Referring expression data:
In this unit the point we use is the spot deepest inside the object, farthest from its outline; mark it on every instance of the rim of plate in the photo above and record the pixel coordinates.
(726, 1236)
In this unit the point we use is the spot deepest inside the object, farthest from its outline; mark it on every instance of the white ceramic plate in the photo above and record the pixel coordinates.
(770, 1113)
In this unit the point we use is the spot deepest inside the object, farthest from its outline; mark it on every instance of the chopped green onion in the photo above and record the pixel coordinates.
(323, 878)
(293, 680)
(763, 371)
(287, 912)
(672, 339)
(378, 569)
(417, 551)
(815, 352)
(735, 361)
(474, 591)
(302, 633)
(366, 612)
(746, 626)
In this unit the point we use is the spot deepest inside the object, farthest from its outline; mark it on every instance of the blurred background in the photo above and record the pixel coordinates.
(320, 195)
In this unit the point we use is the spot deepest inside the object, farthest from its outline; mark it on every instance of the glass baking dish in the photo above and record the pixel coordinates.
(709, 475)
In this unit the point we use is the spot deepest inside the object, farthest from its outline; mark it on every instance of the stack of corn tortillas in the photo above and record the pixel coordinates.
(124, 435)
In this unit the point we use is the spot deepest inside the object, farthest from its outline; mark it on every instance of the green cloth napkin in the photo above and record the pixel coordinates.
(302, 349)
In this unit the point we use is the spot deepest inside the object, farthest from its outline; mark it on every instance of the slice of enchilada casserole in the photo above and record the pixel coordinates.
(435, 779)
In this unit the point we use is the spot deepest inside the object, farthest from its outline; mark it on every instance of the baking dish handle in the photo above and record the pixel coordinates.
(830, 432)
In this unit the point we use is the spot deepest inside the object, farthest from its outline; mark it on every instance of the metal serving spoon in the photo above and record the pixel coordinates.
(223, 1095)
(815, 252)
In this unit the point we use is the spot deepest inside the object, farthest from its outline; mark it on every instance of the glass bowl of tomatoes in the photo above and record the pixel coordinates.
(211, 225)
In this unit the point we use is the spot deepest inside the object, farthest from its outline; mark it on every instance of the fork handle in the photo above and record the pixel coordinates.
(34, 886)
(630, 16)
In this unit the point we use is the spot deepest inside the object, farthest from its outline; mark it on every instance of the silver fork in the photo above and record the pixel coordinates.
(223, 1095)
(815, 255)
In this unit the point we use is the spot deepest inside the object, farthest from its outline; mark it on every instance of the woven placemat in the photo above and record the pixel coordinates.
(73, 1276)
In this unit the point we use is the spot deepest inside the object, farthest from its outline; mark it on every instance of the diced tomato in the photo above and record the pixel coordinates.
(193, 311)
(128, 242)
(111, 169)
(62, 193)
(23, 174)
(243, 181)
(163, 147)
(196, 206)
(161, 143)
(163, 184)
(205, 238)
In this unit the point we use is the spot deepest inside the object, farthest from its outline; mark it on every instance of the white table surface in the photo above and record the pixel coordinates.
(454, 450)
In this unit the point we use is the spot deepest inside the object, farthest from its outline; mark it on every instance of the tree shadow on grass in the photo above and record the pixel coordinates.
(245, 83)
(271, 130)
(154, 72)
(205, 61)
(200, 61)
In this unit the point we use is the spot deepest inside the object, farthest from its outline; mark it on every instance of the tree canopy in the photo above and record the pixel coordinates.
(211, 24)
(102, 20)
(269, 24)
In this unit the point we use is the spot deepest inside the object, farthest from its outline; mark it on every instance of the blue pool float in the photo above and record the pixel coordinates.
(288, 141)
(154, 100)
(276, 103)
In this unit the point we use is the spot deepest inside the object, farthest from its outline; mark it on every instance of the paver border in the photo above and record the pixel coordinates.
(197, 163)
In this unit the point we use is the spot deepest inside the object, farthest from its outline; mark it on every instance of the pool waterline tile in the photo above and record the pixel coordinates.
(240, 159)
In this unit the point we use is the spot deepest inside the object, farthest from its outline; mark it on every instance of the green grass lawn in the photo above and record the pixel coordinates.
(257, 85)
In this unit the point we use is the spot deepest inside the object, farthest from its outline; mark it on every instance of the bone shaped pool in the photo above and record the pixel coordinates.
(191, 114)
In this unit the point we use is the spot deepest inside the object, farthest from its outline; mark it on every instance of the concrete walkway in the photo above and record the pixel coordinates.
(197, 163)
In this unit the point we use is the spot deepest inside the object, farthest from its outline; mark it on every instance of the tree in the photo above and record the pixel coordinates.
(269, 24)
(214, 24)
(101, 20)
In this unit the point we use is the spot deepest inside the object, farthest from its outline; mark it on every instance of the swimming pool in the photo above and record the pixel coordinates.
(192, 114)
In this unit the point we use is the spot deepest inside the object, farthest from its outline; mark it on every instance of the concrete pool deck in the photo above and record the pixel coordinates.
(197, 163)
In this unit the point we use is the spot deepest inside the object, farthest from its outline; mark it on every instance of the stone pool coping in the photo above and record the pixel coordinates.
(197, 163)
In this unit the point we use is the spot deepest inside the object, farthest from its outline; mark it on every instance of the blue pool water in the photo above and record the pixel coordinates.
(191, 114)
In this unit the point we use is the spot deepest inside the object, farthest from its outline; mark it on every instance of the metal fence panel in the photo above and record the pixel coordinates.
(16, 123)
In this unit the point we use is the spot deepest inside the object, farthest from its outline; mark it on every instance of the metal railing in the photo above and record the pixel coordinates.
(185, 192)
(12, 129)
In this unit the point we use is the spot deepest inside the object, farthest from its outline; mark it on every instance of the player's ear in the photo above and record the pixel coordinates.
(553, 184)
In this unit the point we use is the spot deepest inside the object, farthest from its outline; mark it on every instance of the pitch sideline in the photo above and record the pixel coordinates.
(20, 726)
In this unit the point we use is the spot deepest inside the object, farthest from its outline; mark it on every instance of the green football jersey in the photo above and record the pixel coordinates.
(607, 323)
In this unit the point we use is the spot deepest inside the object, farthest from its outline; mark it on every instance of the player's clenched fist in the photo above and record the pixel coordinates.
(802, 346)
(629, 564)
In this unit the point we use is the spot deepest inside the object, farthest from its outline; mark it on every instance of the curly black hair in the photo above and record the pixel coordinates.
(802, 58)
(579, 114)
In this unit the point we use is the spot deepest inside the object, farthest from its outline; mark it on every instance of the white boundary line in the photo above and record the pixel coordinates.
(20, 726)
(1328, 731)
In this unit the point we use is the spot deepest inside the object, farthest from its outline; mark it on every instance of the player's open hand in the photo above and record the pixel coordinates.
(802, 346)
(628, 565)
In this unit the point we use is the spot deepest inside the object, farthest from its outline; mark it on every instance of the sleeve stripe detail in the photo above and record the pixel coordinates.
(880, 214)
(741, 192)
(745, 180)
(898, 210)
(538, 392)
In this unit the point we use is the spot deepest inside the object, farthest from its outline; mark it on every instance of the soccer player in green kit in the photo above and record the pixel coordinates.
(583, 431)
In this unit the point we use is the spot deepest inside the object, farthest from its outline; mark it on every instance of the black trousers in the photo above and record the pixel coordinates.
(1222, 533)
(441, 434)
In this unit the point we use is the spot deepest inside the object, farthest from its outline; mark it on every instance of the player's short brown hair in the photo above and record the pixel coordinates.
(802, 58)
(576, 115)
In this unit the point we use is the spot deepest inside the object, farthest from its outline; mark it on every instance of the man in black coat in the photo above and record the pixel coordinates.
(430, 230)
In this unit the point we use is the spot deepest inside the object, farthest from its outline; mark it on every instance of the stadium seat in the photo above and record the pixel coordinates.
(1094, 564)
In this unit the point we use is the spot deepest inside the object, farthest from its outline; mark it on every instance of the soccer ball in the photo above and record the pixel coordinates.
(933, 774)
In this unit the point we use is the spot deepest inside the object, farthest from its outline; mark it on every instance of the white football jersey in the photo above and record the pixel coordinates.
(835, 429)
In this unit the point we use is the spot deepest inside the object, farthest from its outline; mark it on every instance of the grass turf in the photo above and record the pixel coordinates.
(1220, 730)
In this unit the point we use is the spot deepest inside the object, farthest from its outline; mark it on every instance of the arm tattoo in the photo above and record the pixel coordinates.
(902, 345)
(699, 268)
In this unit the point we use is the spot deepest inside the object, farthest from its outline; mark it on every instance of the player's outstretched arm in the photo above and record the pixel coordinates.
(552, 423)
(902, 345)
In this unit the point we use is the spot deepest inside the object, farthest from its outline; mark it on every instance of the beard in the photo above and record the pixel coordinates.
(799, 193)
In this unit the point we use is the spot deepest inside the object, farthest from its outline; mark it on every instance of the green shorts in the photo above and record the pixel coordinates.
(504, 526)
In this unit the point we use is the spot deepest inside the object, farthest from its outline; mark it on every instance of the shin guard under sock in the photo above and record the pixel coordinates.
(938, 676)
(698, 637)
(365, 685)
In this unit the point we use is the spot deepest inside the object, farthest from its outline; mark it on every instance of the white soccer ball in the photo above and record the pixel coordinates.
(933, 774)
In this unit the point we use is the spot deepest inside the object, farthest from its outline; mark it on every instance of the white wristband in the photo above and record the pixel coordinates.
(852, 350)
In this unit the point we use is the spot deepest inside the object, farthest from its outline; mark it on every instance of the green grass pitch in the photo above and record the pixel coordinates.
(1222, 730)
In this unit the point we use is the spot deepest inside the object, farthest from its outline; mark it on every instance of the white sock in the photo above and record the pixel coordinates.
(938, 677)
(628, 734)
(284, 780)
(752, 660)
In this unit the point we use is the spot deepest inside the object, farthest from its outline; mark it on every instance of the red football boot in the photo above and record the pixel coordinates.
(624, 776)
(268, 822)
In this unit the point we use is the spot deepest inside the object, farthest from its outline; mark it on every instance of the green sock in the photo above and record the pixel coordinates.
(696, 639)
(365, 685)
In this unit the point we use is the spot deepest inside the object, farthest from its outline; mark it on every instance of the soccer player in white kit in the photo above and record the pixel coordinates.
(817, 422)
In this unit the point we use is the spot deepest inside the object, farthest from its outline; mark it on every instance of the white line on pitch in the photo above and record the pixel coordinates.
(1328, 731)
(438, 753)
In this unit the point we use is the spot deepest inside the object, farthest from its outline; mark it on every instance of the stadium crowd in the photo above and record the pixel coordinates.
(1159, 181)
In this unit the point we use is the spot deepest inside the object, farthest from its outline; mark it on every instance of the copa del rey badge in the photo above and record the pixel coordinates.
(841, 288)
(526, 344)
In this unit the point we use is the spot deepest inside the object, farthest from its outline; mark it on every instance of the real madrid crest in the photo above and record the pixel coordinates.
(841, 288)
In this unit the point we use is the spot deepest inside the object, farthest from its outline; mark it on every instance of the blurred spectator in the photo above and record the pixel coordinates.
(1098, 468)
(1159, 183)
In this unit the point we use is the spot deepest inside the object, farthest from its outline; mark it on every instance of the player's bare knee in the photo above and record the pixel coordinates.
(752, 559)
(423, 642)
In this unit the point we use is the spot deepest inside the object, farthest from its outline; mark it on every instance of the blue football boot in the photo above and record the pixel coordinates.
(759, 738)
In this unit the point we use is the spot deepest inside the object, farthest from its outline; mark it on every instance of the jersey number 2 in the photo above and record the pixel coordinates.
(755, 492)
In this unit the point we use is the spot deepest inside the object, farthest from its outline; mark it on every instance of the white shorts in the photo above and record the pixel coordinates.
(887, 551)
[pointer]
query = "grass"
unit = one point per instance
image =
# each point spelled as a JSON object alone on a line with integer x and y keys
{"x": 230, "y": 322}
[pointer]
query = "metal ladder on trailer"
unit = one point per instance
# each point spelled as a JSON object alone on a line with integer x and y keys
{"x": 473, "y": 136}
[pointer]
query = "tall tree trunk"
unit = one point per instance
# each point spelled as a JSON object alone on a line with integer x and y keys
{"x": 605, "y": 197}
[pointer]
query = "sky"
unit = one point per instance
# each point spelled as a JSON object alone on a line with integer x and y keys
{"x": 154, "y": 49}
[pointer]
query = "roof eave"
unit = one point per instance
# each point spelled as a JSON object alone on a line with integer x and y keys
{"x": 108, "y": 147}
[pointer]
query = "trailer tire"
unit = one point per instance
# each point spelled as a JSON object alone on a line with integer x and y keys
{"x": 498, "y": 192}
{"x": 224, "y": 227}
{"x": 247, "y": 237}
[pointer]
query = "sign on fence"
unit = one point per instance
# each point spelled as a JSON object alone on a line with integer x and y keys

# Task description
In the data above, tally the lines holding "trailer" and answer with the figure only.

# Response area
2